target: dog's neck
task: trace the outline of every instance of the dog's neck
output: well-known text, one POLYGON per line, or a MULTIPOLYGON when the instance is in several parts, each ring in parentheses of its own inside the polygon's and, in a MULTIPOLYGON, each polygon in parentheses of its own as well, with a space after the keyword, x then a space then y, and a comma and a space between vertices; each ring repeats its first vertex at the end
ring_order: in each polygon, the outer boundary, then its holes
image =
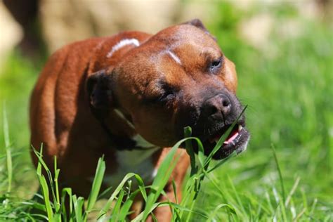
POLYGON ((119 109, 114 110, 117 118, 121 119, 131 129, 133 133, 132 136, 117 136, 112 133, 104 119, 100 119, 100 122, 104 131, 108 136, 112 147, 117 150, 150 150, 155 149, 157 147, 146 140, 140 134, 136 133, 134 125, 123 112, 119 109))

########################################

Please give the listing again with "dog's neck" swapped for "horse's neck" everywhere and everything else unchanged, leaving the pictures out.

target: horse's neck
task: trace the outline of every instance of the horse's neck
output: well-known text, one POLYGON per line, or a MULTIPOLYGON when the instance is in several parts, each ring in parentheses of its own inside the polygon's and, in a MULTIPOLYGON, each polygon in parentheses of its own as well, with a space after the keyword, x then a space then y, and a comma and a space between vertices; each ring repeats its first vertex at the end
ring_order: in each polygon, the outer boundary, then its holes
image =
POLYGON ((119 109, 114 110, 117 118, 121 119, 131 129, 133 133, 132 136, 117 136, 112 133, 104 119, 100 119, 100 122, 104 131, 108 136, 112 147, 117 150, 150 150, 155 149, 157 147, 146 140, 140 134, 136 133, 134 125, 123 112, 119 109))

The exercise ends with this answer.